**Trecho**
::::

2. Os Pais do Aluno Incluído
Encarando a realidade da família, só mesmo os pais sabem onde “o calo aperta”. Notemos algumas coisas que certamente poderiam ajudá-los sem, contudo, trazer as soluções esperadas. Seria, novamente, o mesmo que tentar encaixar a peça quadrada sem certificar-se das arestas do orifício:
- Conversar com a família sobre as necessidades do(a) filho(a);
- Chamar os pais quando o comportamento da criança é inadequado;
- Mandar tarefas na tentativa dos pais ajudarem a professora;
- Encaminhar os pais para aconselhamento ou psicoterapia;
- Encaminhar a criança para psicopedagogo(a), fonoaudiólogo(a), psicólogo(a), etc.;
- Enviar a criança para a sala de reforço no período extra-aula, e outros procedimentos.
Superando os Desafios
Tudo o que foi mencionado tem valor. Mas existem algumas coisas que,
sendo consideradas, podem abrir caminho para o sucesso no sistema inclusivo adventista. Seria como se fosse a mão do terapeuta (líderes conscientes e interessados) guiando a mão da criança (escola com suas dificuldades e seus impedimentos) para uma ação adequada e significativa (a inclusão bem-sucedida).
É necessário que:
- Promovam-se encontros regulares entre líderes do Departamento de Educação do campo (no caso do Sistema Educacional Adventista) e sua equipe, com diretores, professores, coordenadores e representantes de pais de alunos com necessidades especiais, a fim de que busquem um entrosamento entre estas esferas da educação, abrindo espaço para um diálogo franco e produtivo;
- Repensem o sistema educacional tradicional;
- Conheçam com detalhes a realidade da situação de inclusão de cada escola em sua área geográfica;
- Discutam estratégias que possibilitem melhor acesso aos cadeirantes e melhor aproveitamento do aluno com necessidades especiais em sala de aula;
- Estudem formas de estruturar replanejamentos conforme a necessidade de cada aluno incluído;
- Discutam as possibilidades de contratar assistentes de classe para melhor atenderem os alunos com necessidades especiais, promovendo, assim, melhor aproveitamento nos estudos;
- Busquem soluções para os problemas financeiros que estas estratégias poderiam, eventualmente, causar.

::::

**Dados coletados**
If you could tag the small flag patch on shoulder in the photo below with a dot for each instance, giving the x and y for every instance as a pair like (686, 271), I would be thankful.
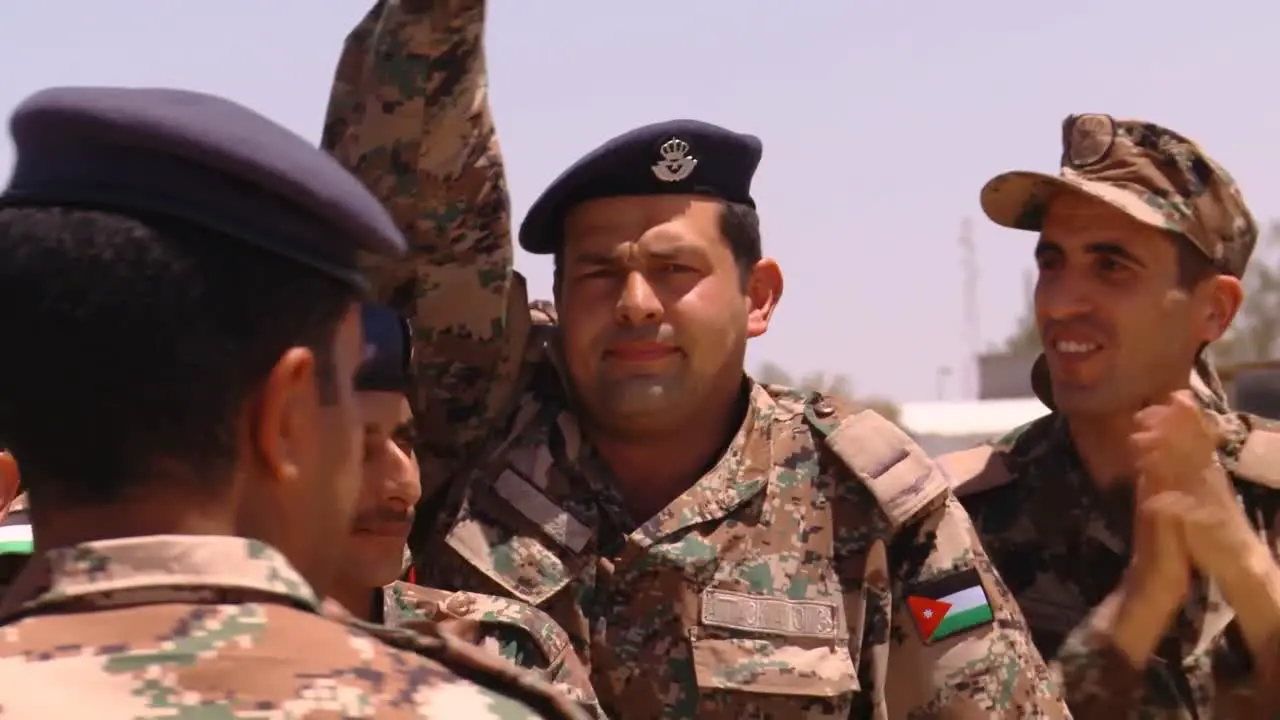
(949, 605)
(16, 540)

::::

**Lista de tarefas**
A) Reproduza, do texto sobre a inclusão escolar, o trecho que vai de "2. Os Pais do" até "e outros procedimentos.".
B) Dê sequência ao texto sobre a inclusão escolar a partir do ponto em que ele termina.

**As respostas**
A)
2. Os Pais do Aluno Incluído
Encarando a realidade da família, só mesmo os pais sabem onde “o calo aperta”. Notemos algumas coisas que certamente poderiam ajudá-los sem, contudo, trazer as soluções esperadas. Seria, novamente, o mesmo que tentar encaixar a peça quadrada sem certificar-se das arestas do orifício:
- Conversar com a família sobre as necessidades do(a) filho(a);
- Chamar os pais quando o comportamento da criança é inadequado;
- Mandar tarefas na tentativa dos pais ajudarem a professora;
- Encaminhar os pais para aconselhamento ou psicoterapia;
- Encaminhar a criança para psicopedagogo(a), fonoaudiólogo(a), psicólogo(a), etc.;
- Enviar a criança para a sala de reforço no período extra-aula, e outros procedimentos.

B)
É necessário que:
- Promovam-se encontros regularesde diretores, coordenadores e professores, com representantes de pais, a fim de estudarem as práticas necessárias para suas realidades específicas, levando em conta as situações discutidas e planejadas nos encontros com a liderança educacional do campo. Para isto será necessário:
* Boa vontade;
* Credibilidade;
* Espírito de sacrifício;
* Desprendimento;
* Humildade;
* Entrosamento;
* Enfim, cristianismo prático!
Meus queridos, vamos incentivar a verdadeira inclusão escolar em
nossas instituições. Talvez sua escola e seus colegas já estejam tão empenhados e bem entrosados na prática da inclusão, que estas considerações pareçam desnecessárias. Que bom se for assim! Se for, escreva para os seus líderes departamentais e para o nosso site relatando suas experiências de sucesso, para que elas possam ser imitadas em outros lugares. Assim nossas escolas estarão ainda mais aptas a cumprirem a ordem do Mestre de amar ao próximo como a si mesmo.
Deus abençoe você!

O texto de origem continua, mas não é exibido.